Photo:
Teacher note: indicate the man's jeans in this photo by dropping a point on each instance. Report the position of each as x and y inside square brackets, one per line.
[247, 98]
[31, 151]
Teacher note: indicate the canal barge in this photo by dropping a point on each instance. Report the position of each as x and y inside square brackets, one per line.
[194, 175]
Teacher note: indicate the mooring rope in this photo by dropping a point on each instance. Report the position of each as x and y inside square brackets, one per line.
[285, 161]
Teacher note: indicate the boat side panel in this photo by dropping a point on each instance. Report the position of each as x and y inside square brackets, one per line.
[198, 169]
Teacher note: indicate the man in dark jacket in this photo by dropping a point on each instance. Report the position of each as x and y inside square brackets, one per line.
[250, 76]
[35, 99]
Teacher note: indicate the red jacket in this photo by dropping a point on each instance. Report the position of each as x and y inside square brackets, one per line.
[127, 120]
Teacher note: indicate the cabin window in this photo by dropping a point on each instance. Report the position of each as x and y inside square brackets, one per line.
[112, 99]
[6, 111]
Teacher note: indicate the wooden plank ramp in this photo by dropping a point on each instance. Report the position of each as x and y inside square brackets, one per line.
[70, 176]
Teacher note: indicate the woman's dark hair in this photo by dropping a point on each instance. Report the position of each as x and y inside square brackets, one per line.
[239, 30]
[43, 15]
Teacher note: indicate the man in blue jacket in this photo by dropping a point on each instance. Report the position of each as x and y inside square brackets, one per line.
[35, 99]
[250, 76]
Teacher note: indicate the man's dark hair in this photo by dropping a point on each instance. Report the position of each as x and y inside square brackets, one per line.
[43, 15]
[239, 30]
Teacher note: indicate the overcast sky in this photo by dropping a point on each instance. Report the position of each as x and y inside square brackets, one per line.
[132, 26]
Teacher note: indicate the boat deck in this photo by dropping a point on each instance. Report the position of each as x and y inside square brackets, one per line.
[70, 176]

EXERCISE DESCRIPTION – Output the line holding "Teacher note: indicate the man in blue", then every later line through the end of the records above, exactly as given and nothing else.

SOLUTION –
Teacher note: indicate the man in blue jacket in this photo by dropping a point on each instance. Report the position of each as x and y inside square brackets, one per line.
[35, 99]
[250, 76]
Teacher note: indicate the man's dark hair in this photo by dropping a point on each instance. Report the position of each as x and y inside square brackets, one per line.
[43, 15]
[239, 30]
Teacher note: indicate the overcast sky in this photo by dropping a point on each instance. Report the position of each as x and y inside square brackets, one per line.
[132, 26]
Teacher note: indicate the boat deck in this photo by dropping a point on each instance. Report the position of each as x and y inside square brackets, one per line.
[70, 176]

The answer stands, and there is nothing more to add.